Source passage

A new study that relies on machine learning methods found that 19 percent more COVID-19 deaths occurred than official records indicate. The authors say their study has revealed critical gaps in the U.S. death investigation system, and is leading to renewed calls for reform.
“Without an accurate count of who is dying and where, public health resources can’t reach the communities that need them most,” said study senior and corresponding author Andrew Stokes, associate professor of global health at Boston University School of Public Health. “The COVID-19 pandemic exposed the long-standing gaps within the American death investigation system, and the changes that are urgently needed to improve the quality of cause-of-death data—for all deaths, not just those caused by COVID-19.”
The study did not directly examine the specific reasons why many death certifications list inaccurate causes of death, but other sources point to COVID-era challenges such as inadequate staffing to conduct postmortem COVID-19 testing, a lack of standardized training and protocol for death investigators, and partisan beliefs that may cloud investigators’ judgment—particularly for county coroners, who are politically reported and are not required to have medical backgrounds.
Overall, the researchers recommend increased funding and training for death investigators, as well as increased hiring of medical examiners.
Machine learning methods
Since the early days of the pandemic, Stokes has led a team of researchers to develop a body of research on excess mortality, aiming to capture the pandemic’s hidden death toll. What makes this most recent study stand out is the machine learning algorithms behind the data.
The new algorithms are more reliable than the excess mortality models in the team’s prior work because the algorithms were informed by federal health datasets of hospital-verified, inpatient COVID-19 death information, as opposed to estimates derived from broader all-cause mortality data. Previously, few studies had applied this type of machine learning modeling to track mortality trends.
“Because COVID-19 testing was near-universal in hospitals, deaths in those settings were more likely to be accurately classified,” said Stokes. “That gave us a strong foundation to train our model, which we then applied to out-of-hospital settings, where testing was far less consistent and COVID-19 deaths were more likely to go unrecognized.”

Data shown

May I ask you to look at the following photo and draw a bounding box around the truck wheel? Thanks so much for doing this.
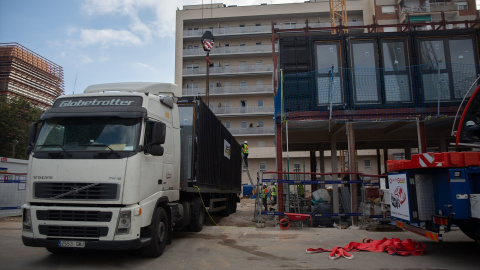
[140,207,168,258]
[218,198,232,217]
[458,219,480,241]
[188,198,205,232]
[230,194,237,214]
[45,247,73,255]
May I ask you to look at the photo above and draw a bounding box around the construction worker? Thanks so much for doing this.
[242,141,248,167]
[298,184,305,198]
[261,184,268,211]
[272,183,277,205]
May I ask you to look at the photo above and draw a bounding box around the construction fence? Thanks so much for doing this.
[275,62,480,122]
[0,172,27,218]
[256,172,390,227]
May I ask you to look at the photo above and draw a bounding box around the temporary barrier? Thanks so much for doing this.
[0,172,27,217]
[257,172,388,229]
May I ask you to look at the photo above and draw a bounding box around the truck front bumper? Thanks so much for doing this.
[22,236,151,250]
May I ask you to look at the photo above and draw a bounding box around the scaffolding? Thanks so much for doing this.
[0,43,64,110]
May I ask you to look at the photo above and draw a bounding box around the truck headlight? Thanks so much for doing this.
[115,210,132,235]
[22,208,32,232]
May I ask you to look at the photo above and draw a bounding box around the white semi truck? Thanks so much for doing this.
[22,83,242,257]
--
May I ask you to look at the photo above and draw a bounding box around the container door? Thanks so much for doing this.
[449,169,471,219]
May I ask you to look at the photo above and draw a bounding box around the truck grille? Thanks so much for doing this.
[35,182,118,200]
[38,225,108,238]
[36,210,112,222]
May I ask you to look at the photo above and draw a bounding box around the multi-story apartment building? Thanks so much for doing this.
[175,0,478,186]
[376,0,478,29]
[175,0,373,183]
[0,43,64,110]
==
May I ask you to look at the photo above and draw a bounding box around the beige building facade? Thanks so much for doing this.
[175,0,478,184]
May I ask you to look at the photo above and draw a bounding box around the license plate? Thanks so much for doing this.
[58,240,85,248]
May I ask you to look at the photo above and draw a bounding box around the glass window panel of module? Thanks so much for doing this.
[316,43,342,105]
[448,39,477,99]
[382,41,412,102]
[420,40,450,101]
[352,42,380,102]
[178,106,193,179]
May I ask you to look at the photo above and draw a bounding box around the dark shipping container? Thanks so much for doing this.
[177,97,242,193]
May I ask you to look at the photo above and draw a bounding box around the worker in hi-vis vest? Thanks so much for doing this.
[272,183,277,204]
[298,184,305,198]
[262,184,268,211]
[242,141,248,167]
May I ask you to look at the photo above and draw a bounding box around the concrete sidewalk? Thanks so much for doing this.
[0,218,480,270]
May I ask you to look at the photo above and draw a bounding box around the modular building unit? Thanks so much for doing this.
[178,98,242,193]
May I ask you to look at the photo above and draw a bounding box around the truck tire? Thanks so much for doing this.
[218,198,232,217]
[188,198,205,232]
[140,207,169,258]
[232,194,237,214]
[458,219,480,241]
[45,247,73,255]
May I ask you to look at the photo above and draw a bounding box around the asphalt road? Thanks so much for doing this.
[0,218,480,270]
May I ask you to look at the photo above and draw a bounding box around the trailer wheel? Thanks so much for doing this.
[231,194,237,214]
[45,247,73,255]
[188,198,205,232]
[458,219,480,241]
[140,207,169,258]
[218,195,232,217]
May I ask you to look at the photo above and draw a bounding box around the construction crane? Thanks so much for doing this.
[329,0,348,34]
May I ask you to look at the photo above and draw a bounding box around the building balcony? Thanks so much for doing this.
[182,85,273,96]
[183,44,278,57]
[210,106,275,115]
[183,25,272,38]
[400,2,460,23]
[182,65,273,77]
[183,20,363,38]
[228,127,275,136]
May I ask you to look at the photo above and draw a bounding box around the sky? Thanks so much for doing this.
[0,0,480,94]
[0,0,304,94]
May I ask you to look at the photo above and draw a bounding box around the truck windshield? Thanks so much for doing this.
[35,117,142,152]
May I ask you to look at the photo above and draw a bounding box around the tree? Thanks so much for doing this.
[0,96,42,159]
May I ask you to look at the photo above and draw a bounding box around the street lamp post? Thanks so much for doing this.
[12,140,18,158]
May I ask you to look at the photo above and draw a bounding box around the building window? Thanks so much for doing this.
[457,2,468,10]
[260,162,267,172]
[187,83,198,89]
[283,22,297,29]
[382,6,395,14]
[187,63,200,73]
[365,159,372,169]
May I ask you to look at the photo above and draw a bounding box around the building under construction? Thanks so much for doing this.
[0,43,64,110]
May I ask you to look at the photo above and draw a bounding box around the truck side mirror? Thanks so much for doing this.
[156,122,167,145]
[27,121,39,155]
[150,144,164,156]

Requirement
From the article on uncounted COVID-19 deaths, copy the words from "The study did" to "have medical backgrounds.".

Written solution
The study did not directly examine the specific reasons why many death certifications list inaccurate causes of death, but other sources point to COVID-era challenges such as inadequate staffing to conduct postmortem COVID-19 testing, a lack of standardized training and protocol for death investigators, and partisan beliefs that may cloud investigators’ judgment—particularly for county coroners, who are politically reported and are not required to have medical backgrounds.